• **TO DO**
**a.** In the news report on Pakistan below, rewrite the paragraph beginning "Also Thursday, police in Islamabad" as a short bulleted list that keeps its main facts.
**b.** Reproduce the news report on Pakistan below word for word from "Taliban militants have" to "leader Hakimullah Mehsud.".

• **PASSAGE FOR REVIEW**
Bomber Kills 6 Outside Pakistan Military Complex

Militant attacks have been on the rise in Pakistan since the military began a major offensive targeting the Taliban in South Waziristan.

On Thursday a U.N. peacekeeper was shot to death in his army vehicle by two assailants on a motorcycle, while the man was on home leave in Pakistan.

U.N. Secretary-General Ban Ki-moon released a statement extending his “heartfelt condolences” to the family of Brigadier General Ahmed Moinuddin,

Moinuddin had been a member of the U.N. peacekeeping force in Sudan for the past five months.

No group has claimed responsibility for the assault, but the chief of the Islamabad police blamed Taliban extremists. He said authorities are pursuing the attackers.

Also Thursday, police in Islamabad arrested a man wearing a jacket containing explosives on a passenger bus. A bomb squad removed the jacket without injury. Authorities are investigating whether the man was planning a suicide attack or delivering the jacket to someone else.

Taliban militants have launched a wave of attacks in recent weeks, hitting police centers, the army’s headquarters, a United Nations office and an Islamic university. Schools across the country have been ordered closed until Sunday because of security fears.

Pakistani government forces launched their offensive in the Taliban stronghold of South Waziristan five days ago. Forces are targeting an area considered to be the base of Pakistani Taliban leader Hakimullah Mehsud.

The army reports at least 129 militants and 18 soldiers have been killed since the ground operation was launched Saturday.

There is no independent confirmation of the tolls, as the region is closed to outsiders and no journalists are traveling with Pakistani troops.

Pakistani army commanders say 30,000 troops are battling about 10,000 militants in South Waziristan. They expect the offensive to last six to eight weeks, before winter weather makes fighting difficult.

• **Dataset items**

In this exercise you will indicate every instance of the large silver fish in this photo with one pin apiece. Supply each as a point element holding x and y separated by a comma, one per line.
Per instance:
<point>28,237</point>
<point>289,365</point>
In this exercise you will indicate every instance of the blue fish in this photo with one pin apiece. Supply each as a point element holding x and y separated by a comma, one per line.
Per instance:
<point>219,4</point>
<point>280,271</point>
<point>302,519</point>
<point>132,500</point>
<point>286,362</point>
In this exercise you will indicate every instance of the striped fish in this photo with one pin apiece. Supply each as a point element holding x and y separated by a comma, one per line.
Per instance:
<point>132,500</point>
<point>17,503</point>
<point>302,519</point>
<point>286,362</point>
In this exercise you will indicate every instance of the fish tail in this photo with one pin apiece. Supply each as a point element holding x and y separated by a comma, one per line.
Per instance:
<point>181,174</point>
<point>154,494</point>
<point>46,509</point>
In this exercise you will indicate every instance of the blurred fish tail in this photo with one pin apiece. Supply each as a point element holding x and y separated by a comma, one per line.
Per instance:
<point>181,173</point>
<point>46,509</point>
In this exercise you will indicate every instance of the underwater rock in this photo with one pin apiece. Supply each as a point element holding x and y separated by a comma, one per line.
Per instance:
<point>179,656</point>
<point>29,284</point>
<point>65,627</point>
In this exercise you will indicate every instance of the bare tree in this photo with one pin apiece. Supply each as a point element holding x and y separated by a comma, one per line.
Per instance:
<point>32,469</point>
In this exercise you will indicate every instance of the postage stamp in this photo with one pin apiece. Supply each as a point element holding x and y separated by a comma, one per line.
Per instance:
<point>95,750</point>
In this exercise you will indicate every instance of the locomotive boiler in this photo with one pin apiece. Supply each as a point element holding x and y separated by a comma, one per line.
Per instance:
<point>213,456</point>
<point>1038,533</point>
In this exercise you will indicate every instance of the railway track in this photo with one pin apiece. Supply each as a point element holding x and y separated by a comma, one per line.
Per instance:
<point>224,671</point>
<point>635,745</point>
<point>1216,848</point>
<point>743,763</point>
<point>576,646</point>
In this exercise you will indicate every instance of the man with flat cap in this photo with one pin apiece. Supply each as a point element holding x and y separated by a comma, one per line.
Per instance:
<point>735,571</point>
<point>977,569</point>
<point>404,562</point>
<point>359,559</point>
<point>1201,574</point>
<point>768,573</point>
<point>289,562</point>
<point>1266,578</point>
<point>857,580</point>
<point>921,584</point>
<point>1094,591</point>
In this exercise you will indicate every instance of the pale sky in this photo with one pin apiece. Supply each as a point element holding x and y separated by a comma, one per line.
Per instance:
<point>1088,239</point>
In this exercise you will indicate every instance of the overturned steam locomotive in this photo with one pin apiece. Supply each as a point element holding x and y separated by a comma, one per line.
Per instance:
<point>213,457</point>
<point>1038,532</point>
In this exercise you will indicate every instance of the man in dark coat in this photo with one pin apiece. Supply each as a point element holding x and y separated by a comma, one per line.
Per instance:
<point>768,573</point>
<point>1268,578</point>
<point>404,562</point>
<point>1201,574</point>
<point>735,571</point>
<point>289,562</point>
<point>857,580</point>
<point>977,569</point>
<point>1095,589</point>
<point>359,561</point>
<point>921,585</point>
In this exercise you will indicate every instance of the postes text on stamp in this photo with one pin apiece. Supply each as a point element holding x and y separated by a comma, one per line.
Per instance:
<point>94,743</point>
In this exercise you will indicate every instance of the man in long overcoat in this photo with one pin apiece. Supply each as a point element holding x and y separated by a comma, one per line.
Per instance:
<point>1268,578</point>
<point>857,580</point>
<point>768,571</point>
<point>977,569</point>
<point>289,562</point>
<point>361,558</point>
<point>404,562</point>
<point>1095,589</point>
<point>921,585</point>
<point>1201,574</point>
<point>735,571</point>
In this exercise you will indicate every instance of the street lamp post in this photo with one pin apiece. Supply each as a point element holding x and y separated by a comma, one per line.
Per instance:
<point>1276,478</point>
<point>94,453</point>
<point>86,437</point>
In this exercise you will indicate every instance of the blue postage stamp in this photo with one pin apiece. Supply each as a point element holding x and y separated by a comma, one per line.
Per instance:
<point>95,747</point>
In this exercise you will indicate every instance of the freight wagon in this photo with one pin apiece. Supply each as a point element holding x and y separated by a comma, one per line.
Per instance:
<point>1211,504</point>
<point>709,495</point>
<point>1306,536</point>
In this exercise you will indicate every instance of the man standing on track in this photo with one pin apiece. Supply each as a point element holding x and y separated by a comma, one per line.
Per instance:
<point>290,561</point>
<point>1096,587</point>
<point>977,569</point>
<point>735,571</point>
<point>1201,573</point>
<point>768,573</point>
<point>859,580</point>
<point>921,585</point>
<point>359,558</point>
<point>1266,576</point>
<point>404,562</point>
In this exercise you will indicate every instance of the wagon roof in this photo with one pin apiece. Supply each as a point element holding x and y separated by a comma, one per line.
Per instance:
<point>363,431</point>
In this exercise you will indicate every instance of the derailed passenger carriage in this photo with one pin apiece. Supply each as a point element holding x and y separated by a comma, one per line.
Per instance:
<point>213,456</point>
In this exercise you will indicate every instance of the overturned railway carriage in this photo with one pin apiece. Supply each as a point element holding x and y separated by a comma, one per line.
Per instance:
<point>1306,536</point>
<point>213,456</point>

• **EXERCISE SOLUTIONS**
**a.**
- On Thursday, Islamabad police arrested a man on a passenger bus who was wearing a jacket containing explosives.
- A bomb squad removed the jacket, and no one was injured.
- Authorities are investigating whether he planned a suicide attack or was delivering the jacket to someone else.

**b.**
Taliban militants have launched a wave of attacks in recent weeks, hitting police centers, the army’s headquarters, a United Nations office and an Islamic university. Schools across the country have been ordered closed until Sunday because of security fears.

Pakistani government forces launched their offensive in the Taliban stronghold of South Waziristan five days ago. Forces are targeting an area considered to be the base of Pakistani Taliban leader Hakimullah Mehsud.